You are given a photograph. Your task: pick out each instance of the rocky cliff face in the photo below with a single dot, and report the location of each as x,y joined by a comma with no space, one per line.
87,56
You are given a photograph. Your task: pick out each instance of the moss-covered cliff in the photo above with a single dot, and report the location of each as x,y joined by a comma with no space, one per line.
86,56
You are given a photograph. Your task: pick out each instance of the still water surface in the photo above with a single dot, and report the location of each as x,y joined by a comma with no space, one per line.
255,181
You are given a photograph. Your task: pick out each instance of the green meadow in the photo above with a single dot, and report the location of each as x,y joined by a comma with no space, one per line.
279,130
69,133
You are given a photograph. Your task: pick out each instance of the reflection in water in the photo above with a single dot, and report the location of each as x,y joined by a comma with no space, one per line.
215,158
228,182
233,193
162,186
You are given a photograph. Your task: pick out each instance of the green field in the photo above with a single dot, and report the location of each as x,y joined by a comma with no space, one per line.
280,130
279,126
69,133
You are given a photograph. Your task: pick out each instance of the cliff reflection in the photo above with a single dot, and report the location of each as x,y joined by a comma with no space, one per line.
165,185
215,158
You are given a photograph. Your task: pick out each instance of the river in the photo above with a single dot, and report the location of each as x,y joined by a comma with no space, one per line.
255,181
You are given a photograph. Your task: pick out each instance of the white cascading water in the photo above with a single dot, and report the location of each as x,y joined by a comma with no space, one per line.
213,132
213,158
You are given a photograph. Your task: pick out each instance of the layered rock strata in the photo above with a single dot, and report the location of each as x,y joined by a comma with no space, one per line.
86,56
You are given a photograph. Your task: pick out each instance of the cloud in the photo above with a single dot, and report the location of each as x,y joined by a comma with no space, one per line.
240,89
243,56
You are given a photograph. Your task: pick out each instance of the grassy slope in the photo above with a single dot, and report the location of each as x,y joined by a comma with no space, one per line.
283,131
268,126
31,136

+ + + +

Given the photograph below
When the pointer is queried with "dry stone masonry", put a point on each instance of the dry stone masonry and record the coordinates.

+ + + +

▶ **What the exercise asks**
In the entries above, find the line holding "Given the photograph below" and the line holding "When the pointer", then retype exactly those two lines and every line between them, and nothing else.

▶ **Result of this exercise**
Given the photograph below
When the pointer is queried with "dry stone masonry", put a point on each instance of the dry stone masonry and record the coordinates.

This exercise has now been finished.